Extract each line of the records below that contains the word "iron".

* * *

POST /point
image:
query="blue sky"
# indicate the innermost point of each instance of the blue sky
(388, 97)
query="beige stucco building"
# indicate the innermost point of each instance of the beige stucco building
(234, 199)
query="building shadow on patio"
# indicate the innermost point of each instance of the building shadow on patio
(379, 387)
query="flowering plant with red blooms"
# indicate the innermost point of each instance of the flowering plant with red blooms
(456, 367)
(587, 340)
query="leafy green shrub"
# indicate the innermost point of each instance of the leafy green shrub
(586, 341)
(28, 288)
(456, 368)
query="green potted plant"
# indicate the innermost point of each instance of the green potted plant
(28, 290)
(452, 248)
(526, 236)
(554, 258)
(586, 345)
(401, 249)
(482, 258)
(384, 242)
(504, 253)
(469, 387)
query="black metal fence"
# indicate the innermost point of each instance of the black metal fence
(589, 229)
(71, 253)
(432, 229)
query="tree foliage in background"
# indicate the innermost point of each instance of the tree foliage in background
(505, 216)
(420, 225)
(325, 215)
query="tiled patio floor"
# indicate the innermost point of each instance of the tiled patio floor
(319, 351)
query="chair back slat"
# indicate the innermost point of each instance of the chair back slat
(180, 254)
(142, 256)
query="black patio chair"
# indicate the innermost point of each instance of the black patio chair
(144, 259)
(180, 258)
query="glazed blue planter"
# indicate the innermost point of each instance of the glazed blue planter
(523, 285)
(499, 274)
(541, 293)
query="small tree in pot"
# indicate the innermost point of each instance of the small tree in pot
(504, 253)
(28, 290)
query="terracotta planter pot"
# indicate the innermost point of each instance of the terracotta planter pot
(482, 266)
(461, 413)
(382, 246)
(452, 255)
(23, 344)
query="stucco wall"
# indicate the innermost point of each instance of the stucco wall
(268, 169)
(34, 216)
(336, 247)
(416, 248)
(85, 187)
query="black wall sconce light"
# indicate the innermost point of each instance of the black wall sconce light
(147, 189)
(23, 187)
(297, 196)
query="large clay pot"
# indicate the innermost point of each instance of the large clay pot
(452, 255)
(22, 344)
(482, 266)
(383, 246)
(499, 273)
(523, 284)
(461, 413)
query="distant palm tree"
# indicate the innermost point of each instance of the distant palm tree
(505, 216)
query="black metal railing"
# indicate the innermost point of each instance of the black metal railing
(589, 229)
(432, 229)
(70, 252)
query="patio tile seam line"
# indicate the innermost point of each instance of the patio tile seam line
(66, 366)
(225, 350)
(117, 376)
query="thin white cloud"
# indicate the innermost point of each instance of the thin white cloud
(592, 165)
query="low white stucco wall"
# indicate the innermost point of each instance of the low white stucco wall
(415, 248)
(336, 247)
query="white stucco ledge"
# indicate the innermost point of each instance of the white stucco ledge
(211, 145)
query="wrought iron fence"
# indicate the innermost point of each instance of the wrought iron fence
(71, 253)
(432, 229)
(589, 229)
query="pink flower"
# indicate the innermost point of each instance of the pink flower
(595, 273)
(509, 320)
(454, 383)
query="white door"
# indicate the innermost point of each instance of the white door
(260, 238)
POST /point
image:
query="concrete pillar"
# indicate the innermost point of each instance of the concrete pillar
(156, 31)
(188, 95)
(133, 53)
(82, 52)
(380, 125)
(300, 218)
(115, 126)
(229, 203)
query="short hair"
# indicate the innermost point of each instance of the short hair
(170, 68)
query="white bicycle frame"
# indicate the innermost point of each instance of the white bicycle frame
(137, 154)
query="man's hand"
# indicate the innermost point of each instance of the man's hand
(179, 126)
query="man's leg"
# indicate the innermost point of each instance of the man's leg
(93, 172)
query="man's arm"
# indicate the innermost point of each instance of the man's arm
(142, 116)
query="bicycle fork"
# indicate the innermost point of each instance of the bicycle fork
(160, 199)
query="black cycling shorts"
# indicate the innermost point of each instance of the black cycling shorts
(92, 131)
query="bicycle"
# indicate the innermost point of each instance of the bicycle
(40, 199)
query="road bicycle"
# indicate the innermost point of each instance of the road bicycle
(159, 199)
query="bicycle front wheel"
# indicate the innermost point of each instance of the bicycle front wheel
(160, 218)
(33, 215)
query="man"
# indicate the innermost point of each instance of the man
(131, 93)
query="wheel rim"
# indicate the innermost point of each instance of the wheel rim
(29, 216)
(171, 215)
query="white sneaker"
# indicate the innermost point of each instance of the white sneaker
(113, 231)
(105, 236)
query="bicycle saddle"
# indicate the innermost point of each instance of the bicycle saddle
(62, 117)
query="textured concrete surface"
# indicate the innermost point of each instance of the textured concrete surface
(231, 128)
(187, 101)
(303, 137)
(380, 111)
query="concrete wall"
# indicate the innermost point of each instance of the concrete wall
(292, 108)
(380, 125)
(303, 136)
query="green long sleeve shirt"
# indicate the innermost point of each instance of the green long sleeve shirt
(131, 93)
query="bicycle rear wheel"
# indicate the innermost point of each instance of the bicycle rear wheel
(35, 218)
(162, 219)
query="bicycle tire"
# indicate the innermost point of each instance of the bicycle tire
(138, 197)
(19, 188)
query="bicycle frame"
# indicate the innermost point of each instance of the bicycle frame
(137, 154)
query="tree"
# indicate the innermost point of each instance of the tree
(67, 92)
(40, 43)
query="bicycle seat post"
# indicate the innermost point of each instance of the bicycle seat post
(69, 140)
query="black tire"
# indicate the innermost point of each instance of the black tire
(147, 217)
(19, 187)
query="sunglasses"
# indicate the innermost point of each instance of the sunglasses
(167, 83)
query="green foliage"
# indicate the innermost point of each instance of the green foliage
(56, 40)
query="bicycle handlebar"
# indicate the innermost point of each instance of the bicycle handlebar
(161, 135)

* * *

▸ **Written solution**
query="wrought iron fence"
# indicate the innermost point of each instance of the wrought iron fence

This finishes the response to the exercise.